■ TEXT EXCERPT

Whatever the reason, between March and June 2020, JG Pest Control, which provides services for Aviva Home Emergency customers, reported a 120% increase in rodent-related call-outs compared with the same period in 2019. In fact, the number of residential rodent cases for the first half of 2020 was equivalent to 90% of comparable cases for the whole of 2019. 

Some things aren’t covered as standard 

Why is this important? Well, there may be limitations to your standard home insurance that mean you’re not covered for pests. Most general home insurance policies, for example, won’t cover a rat infestation. Accidental damage to your TV, yes. Ruined carpets from a flood, yes. A stolen handbag, also yes. But a family of rodents taking up residence would be a no. 

If you think that the occasional furry visitor is no big deal, remember that a rat population can explode from a pair of innocent young lovers to an extended family of a thousand in just 12 months. This is just one of many reasons that home emergency insurance policies exist. 

Is it an emergency? 

Determining what’s an emergency (and what isn’t) can be tricky. You might wonder whether a blocked toilet or leaking pipes in your own home constitutes an emergency in insurance terms. The good news is that they do (at least under Aviva’s Emergency Home policy) and you’d be covered for the cost of getting a plumber out to fix them. However a dripping tap would not qualify, nor would problems with the outlet pipe to a washing machine, for example.

Emergencies take many forms. Losing your keys might seem a minor inconvenience, but if the wrong person found them you could easily be burgled or find yourself in danger. Alternatively, if you have your keys but your lock is refusing to work, it could be frustrating if you have a football match you were desperate to catch.

■ MATERIAL FOR THE TASK
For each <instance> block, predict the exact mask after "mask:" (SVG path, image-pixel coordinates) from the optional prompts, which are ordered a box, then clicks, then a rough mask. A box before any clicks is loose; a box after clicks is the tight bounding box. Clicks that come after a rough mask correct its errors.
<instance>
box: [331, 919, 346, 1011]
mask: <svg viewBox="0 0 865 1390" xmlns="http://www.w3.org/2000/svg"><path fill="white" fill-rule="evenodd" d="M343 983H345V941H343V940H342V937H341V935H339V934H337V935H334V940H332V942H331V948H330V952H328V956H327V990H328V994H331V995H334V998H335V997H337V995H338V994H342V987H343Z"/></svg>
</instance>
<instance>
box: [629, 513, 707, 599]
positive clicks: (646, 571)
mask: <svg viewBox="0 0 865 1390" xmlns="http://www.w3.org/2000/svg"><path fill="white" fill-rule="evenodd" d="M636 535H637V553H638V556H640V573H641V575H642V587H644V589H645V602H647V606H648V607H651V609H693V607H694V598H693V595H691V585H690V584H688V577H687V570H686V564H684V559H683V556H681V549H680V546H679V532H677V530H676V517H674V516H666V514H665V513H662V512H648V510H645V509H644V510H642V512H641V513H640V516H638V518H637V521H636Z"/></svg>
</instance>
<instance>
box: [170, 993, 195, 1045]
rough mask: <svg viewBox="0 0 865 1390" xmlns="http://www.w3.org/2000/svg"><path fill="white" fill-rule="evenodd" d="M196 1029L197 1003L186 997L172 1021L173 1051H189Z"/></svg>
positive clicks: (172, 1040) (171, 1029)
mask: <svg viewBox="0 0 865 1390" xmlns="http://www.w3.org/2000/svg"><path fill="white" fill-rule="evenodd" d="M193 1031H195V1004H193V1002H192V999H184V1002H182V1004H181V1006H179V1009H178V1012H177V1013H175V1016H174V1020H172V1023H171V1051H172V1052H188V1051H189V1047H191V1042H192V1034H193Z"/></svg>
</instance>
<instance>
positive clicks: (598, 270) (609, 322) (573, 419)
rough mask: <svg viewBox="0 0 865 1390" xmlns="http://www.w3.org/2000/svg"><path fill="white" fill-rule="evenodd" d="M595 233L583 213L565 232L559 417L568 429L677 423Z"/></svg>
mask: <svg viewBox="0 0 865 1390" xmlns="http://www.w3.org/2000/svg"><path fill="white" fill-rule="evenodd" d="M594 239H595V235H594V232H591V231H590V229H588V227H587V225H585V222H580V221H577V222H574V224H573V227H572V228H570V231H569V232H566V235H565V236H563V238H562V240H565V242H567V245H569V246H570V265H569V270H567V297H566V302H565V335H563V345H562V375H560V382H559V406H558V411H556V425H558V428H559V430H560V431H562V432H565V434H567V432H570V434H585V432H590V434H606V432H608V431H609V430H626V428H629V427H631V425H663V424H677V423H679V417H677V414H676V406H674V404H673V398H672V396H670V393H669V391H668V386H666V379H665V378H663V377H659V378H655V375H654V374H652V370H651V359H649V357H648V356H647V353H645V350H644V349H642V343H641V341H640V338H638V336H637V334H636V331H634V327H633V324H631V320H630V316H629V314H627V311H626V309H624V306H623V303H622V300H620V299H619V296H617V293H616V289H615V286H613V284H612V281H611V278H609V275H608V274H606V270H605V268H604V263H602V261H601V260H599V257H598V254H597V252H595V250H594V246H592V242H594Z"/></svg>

■ WRITTEN TASK A
Output the part of the home insurance text that opens with the words containing "If you think" and closes with "insurance policies exist.".
■ WRITTEN TASK B
Gather every line of the listing that holds the string "clicks", with case counting.
The text and the listing come from separate sources.

■ RESULT A
If you think that the occasional furry visitor is no big deal, remember that a rat population can explode from a pair of innocent young lovers to an extended family of a thousand in just 12 months. This is just one of many reasons that home emergency insurance policies exist.

■ RESULT B
For each <instance> block, predict the exact mask after "mask:" (SVG path, image-pixel coordinates) from the optional prompts, which are ordered a box, then clicks, then a rough mask. A box before any clicks is loose; a box after clicks is the tight bounding box. Clicks that come after a rough mask correct its errors.
positive clicks: (646, 571)
positive clicks: (172, 1040) (171, 1029)
positive clicks: (598, 270) (609, 322) (573, 419)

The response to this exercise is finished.